Navy evacuates hundreds trapped by Australian fires
Residents’ fury at PM Scott Morrison ‘was probably deserved’, says minister as death toll rises to 19
THE Australian navy evacuated by sea hundreds of people trapped by the country’s bushfire crisis yesterday.
Tens of thousands have fled their homes in New South Wales and Victoria
as the death toll has risen to 19, with 28 people missing in Victoria.
HMAS Choules and Sycamore took 963 people from the town of Mallacoota in Victoria, to safety at Western Port. For days, 4,000 people were trapped on the beach before fires subsided.
In New South Wales early on Friday, more than 140 fires were burning.
More than 1,360 homes have now been destroyed and 3.6 million hectares burnt through in that state alone.
People in an area, stretching hundreds of kilometres from Nowra to the
Victorian border and west to Kosciuszko, have been urged to leave.
High temperatures and strong winds have made the daunting task faced by thousands of fire fighters even worse.
The New South Wales transport minister Andrew Constance, a member of prime minister Scott Morrison’s Liberal Party, said that angry locals in Cobargo who confronted the Prime Minister on Wednesday “gave him the welcome he probably deserved”.
Mr Constance, who escaped losing his home when fire tore through Malua
Bay, said he didn’t know Mr Morrison had planned to visit the area.
Gladys Berejiklian, the New South Wales premier, said: “There’s no doubt people are justified in feeling angry”.
“I don’t begrudge anyone who is on the ground,” she told radio station 2GB on Friday morning. “Andrew is a good friend of mine and he’s just seen the sheer devastation in his community.”
Yesterday morning, Greg Mullins, a former New South Wales fire chief, told ABC Radio: “I’m angry about the prime minister’s response. It reminds me of
President Trump, when there’s multiple shootings, saying ‘there’s nothing to do with guns’. We have to talk about climate change.”

* [Given information]:
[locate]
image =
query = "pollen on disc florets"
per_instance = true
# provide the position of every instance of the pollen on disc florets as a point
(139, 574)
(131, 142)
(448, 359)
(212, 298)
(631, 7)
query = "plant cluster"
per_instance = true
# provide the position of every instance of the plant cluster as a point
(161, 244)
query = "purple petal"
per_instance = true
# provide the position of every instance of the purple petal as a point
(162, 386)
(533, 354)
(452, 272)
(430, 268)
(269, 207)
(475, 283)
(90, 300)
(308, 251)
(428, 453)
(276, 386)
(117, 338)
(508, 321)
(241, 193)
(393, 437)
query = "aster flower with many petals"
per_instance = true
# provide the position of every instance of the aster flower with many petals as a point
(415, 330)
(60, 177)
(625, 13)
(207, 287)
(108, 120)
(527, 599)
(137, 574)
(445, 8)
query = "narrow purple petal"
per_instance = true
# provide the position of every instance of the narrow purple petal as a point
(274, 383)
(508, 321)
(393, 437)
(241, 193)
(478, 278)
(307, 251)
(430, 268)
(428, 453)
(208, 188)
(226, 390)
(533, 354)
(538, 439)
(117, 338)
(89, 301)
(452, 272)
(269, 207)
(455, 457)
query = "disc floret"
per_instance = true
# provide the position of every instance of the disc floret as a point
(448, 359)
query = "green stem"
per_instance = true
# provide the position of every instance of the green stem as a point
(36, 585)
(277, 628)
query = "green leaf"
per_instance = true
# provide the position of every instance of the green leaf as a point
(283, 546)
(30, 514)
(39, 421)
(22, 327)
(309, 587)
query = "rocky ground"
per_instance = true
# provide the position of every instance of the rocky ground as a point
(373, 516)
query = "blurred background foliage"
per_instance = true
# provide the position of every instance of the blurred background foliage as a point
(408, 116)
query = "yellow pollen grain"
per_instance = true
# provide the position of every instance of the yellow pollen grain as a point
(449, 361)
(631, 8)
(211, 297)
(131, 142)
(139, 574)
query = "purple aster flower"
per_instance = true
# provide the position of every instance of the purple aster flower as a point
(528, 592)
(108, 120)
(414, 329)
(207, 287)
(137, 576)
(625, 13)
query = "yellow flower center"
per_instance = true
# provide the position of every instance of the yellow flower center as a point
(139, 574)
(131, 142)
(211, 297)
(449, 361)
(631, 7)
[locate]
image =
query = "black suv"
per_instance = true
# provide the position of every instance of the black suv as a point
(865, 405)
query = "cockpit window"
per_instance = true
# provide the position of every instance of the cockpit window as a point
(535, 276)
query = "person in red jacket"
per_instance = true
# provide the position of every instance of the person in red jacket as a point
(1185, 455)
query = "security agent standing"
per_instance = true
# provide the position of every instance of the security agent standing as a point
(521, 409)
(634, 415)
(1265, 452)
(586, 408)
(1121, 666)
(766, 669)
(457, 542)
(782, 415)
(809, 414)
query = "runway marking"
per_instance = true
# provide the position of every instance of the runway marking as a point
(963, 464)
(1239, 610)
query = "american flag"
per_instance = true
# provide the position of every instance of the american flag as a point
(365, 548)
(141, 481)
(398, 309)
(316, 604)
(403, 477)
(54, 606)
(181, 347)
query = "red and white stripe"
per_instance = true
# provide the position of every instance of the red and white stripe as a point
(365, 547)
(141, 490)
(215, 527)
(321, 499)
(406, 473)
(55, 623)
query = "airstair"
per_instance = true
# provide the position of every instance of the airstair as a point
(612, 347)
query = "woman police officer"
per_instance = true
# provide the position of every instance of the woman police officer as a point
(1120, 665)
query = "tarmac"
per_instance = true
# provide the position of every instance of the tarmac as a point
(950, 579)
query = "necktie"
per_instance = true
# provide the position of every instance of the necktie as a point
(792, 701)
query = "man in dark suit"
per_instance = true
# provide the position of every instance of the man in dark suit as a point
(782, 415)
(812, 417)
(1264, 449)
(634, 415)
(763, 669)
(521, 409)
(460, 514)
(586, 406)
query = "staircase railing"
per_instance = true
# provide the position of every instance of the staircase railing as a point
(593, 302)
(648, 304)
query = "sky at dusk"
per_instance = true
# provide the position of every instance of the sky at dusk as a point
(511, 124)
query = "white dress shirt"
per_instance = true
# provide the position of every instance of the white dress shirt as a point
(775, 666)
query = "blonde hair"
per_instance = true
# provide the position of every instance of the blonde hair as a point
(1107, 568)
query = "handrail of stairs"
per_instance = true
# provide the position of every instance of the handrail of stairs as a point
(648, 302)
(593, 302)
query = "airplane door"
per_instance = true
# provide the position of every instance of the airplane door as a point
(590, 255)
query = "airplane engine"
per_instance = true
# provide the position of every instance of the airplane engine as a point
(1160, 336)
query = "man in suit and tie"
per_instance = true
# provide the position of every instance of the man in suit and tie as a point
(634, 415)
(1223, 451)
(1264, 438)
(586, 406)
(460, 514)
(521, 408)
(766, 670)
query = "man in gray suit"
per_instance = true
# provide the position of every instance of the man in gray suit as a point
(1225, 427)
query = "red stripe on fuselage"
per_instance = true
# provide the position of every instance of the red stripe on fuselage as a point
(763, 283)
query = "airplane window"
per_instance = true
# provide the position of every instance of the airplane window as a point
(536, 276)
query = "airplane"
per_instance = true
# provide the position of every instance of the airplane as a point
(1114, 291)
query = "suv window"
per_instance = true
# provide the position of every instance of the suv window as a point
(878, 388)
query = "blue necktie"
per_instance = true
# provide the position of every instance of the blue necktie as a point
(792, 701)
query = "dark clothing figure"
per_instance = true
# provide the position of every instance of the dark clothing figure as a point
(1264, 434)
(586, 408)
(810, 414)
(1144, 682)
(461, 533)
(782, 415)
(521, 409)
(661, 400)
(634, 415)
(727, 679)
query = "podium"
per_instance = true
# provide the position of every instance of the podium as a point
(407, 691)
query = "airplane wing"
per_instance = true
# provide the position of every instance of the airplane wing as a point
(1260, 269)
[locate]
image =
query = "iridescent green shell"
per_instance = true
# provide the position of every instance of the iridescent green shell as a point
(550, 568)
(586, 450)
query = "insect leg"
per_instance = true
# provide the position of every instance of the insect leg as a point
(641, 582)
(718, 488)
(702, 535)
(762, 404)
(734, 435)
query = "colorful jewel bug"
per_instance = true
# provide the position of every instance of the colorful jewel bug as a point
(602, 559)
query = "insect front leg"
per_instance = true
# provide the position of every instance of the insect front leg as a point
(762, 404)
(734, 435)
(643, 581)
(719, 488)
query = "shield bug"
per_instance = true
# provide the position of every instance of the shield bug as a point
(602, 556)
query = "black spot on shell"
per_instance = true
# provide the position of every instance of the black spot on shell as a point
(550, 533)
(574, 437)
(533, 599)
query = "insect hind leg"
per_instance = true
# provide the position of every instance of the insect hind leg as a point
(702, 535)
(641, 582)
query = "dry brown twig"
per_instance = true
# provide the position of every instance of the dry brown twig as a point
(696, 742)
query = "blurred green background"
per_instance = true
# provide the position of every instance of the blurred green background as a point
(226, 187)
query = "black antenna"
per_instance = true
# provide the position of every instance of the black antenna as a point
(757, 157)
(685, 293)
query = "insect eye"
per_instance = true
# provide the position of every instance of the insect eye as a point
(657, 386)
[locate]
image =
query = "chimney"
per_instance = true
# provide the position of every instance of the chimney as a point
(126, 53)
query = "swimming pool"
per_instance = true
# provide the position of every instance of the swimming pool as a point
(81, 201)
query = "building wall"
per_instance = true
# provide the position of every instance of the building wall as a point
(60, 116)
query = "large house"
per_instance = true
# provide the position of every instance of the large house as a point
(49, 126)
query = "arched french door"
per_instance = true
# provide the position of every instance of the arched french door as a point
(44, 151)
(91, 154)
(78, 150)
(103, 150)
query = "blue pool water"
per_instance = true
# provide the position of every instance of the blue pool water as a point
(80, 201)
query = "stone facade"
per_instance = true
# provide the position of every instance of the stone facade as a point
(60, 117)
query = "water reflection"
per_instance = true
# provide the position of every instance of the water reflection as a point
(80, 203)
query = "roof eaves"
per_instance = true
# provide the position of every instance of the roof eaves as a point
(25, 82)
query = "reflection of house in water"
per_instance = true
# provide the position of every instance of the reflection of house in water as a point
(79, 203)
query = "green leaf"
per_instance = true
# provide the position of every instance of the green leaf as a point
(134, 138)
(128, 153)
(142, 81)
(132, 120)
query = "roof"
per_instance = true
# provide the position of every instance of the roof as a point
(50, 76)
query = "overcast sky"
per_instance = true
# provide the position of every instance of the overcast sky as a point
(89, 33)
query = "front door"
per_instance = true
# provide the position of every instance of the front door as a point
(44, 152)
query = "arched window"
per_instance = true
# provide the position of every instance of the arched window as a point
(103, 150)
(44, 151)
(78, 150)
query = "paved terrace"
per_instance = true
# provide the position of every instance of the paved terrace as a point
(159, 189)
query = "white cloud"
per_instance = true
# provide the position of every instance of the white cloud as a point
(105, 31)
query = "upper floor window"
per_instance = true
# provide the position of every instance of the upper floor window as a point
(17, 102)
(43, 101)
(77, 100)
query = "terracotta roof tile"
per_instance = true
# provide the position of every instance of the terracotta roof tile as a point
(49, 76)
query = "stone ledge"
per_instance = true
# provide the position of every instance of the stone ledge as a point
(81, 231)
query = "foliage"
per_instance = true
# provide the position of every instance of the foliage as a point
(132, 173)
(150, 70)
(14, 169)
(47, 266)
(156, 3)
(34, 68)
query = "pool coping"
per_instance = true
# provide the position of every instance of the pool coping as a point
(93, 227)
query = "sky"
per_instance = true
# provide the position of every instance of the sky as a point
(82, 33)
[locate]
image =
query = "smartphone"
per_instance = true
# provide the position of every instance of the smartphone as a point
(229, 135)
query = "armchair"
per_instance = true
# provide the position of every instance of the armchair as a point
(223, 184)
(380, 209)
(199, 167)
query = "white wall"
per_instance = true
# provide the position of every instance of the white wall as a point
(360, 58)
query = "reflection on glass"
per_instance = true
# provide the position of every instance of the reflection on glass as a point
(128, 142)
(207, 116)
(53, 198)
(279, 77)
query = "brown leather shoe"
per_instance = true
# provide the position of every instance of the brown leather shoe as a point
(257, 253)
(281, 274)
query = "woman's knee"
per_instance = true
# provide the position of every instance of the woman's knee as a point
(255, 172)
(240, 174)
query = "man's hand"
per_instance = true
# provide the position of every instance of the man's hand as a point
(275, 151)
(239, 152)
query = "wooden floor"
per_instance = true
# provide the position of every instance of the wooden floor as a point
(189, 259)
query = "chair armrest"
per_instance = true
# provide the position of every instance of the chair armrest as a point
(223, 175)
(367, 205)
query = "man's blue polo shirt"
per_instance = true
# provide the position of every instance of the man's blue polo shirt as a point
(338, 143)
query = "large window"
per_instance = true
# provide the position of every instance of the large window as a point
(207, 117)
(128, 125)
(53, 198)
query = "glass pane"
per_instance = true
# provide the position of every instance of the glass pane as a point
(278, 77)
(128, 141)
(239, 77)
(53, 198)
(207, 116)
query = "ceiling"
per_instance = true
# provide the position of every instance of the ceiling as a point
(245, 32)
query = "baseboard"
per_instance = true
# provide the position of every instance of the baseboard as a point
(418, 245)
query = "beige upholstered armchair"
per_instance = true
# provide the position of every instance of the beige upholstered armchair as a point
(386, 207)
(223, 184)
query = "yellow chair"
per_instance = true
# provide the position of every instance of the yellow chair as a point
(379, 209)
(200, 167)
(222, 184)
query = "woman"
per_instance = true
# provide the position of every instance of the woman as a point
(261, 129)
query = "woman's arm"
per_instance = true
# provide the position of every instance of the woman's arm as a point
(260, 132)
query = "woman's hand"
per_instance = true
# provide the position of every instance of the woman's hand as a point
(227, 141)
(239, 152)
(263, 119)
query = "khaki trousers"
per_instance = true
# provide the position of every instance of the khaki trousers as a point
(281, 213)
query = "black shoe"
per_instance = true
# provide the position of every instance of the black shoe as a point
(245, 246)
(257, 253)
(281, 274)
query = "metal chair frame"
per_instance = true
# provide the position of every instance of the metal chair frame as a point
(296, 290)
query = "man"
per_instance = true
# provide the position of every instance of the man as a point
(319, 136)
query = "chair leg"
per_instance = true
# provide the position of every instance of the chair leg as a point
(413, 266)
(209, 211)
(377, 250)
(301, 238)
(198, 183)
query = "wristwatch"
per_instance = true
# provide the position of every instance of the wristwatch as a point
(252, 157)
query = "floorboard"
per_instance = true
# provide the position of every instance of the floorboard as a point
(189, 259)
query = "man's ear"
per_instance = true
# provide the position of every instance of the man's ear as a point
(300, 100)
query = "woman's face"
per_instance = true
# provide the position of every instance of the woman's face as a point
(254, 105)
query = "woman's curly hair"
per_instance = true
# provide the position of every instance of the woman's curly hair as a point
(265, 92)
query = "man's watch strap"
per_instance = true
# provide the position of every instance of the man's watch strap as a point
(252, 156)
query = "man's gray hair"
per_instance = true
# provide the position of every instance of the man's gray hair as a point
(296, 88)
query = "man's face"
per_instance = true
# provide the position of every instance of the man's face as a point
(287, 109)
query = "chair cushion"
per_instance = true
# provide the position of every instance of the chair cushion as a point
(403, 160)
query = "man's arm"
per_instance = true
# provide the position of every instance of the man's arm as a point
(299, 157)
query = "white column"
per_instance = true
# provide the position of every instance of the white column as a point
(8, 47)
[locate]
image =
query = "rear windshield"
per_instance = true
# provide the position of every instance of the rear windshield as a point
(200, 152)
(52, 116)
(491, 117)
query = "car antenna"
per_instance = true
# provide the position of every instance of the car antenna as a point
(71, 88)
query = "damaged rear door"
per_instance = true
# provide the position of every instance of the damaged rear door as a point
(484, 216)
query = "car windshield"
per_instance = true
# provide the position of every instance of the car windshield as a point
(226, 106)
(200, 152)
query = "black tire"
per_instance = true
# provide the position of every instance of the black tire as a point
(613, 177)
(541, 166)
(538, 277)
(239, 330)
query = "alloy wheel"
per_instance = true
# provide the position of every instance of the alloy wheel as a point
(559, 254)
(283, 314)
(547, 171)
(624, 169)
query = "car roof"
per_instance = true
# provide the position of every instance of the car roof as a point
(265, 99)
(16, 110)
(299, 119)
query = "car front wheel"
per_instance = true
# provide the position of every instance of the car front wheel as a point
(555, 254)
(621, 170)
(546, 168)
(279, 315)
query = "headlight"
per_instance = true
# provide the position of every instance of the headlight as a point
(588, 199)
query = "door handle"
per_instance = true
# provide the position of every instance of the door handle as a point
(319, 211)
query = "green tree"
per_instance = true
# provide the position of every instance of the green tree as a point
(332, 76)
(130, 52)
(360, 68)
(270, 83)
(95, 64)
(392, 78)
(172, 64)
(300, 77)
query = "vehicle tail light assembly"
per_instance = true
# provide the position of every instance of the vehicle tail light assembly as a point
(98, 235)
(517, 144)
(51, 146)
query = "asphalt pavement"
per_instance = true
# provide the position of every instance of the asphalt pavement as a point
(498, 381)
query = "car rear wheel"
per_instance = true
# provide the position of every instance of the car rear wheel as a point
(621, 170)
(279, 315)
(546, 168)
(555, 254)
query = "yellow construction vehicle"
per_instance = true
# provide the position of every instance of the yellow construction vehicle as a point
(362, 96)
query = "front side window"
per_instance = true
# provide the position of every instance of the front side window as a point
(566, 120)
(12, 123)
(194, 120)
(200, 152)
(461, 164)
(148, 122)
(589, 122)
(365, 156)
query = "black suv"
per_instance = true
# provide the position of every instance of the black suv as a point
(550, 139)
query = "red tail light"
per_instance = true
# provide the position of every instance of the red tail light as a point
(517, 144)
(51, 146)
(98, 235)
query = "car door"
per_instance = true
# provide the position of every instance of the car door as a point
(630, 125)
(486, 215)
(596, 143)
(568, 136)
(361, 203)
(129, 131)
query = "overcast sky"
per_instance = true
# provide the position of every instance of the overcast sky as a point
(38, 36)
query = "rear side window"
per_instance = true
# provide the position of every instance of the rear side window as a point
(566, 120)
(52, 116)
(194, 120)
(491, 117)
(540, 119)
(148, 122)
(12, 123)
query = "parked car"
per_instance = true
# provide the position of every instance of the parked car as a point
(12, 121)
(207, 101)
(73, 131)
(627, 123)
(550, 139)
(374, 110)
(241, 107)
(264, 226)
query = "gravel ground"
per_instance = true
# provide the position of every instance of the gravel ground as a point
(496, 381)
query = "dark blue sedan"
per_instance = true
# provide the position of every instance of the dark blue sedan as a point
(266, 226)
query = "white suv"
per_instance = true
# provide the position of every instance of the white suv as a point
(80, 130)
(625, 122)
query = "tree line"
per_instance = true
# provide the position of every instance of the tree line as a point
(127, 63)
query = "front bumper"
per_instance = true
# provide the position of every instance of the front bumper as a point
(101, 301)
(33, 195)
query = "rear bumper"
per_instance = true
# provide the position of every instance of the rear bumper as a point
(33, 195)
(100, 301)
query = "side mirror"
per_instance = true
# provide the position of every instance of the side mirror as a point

* [Requests]:
**A)** Answer each question using the article on the Australian bushfires.
(i) How many people did HMAS Choules and Sycamore take from Mallacoota?
(ii) How many homes have been destroyed in New South Wales?
(iii) Which radio station did Gladys Berejiklian speak to on Friday morning?
**B)** Decide whether each statement agrees with the article on the Australian bushfires. Answer yes or no, and quote the words that settle it.
(i) More than 140 fires were burning in New South Wales early on Friday.
(ii) Andrew Constance lost his home when fire reached Malua Bay.
(iii) Greg Mullins spoke to ABC Radio.
The entries are not needed for this work.

* [Responses for each task]:
**A)**
(i) 963 people.
(ii) More than 1,360 homes.
(iii) 2GB.

**B)**
(i) Yes: "In New South Wales early on Friday, more than 140 fires were burning."
(ii) No: "escaped losing his home when fire tore through Malua Bay"
(iii) Yes: "Greg Mullins, a former New South Wales fire chief, told ABC Radio"